→ **Exercise directions**
Please recast every line of the records below as a JSON list of strings, one string per line, leaving out any blank lines.

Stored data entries
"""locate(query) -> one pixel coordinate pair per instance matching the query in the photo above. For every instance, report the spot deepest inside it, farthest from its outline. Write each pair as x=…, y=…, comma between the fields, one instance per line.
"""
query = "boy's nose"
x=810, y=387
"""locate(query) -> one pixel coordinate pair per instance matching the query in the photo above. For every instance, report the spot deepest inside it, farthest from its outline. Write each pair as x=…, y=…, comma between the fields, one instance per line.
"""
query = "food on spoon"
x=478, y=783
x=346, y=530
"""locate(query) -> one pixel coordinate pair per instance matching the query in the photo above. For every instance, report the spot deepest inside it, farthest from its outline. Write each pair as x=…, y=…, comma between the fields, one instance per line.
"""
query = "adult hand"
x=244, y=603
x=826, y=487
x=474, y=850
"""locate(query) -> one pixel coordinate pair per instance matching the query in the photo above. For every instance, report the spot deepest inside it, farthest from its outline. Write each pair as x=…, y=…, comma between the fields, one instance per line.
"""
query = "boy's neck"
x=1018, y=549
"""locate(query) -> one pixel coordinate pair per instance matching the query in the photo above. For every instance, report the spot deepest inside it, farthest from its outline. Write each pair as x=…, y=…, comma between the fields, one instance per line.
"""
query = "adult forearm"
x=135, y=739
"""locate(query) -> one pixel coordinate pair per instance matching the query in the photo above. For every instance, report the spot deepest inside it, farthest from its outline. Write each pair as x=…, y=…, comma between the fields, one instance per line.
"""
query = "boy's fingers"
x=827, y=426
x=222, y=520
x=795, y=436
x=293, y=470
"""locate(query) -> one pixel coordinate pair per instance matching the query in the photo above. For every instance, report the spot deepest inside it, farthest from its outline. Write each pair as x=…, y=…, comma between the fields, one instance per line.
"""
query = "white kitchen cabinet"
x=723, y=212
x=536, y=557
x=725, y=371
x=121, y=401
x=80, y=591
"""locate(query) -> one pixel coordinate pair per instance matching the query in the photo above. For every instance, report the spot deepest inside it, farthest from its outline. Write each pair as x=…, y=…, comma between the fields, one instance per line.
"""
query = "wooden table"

→ **Completed exercise**
[
  "\"\"\"locate(query) -> one pixel coordinate pair per instance matching the query in the photo above. For every instance, report the spot deepest inside it, farthest from its outline. Write each pair as x=…, y=…, comma between the fields, one instance per line.",
  "\"\"\"",
  "query = \"boy's nose\"",
  "x=810, y=387",
  "\"\"\"locate(query) -> one pixel coordinate pair per instance matching the query in the photo above. For every instance, report the spot deepest inside it, farthest from its outline. Write each pair as x=…, y=…, comma between the fields, one instance per line.",
  "\"\"\"",
  "query = \"food on spoon\"",
  "x=478, y=783",
  "x=346, y=530",
  "\"\"\"locate(query) -> one pixel coordinate pair per instance matching the query in the photo above. For every instance, report the spot deepest inside it, farthest from its outline. Write each pair as x=…, y=…, comma between the fields, one instance per line.",
  "\"\"\"",
  "query = \"adult hand\"",
  "x=244, y=603",
  "x=826, y=487",
  "x=474, y=850",
  "\"\"\"locate(query) -> one pixel coordinate pair per instance matching the query in the photo above. For every instance, report the spot deepest inside it, farthest from its outline. Write each pair as x=…, y=…, comma between the fields, one instance per line.",
  "\"\"\"",
  "query = \"boy's neck\"",
  "x=1018, y=549",
  "\"\"\"locate(query) -> one pixel coordinate pair per instance matching the query in the photo above. For every instance, report the spot deepest inside it, farthest from its outline. Write each pair as x=…, y=…, comma between the fields, one instance per line.",
  "\"\"\"",
  "query = \"adult forearm\"",
  "x=135, y=739",
  "\"\"\"locate(query) -> one pixel coordinate pair per instance matching the query in the photo above. For every instance, report the spot deepest inside it, farthest from its outline. Write each pair as x=…, y=…, comma between the fields, one instance per line.",
  "\"\"\"",
  "query = \"boy's fingers\"",
  "x=827, y=426",
  "x=222, y=520",
  "x=795, y=436",
  "x=293, y=470",
  "\"\"\"locate(query) -> one pixel coordinate pair per instance matching the query in the photo above. For every instance, report the spot deepest inside it, farthest from its outline. Write each pair as x=…, y=…, comma between the fields, one instance per line.",
  "\"\"\"",
  "query = \"white kitchen cabinet\"",
  "x=723, y=212",
  "x=536, y=557",
  "x=725, y=371",
  "x=121, y=401",
  "x=80, y=591",
  "\"\"\"locate(query) -> one pixel coordinate pair per instance matching the query in the photo above. For every instance, report the spot deepest inside it, farthest from its outline. Write each pair as x=…, y=…, comma between the fields, one instance per line.",
  "\"\"\"",
  "query = \"wooden table\""
]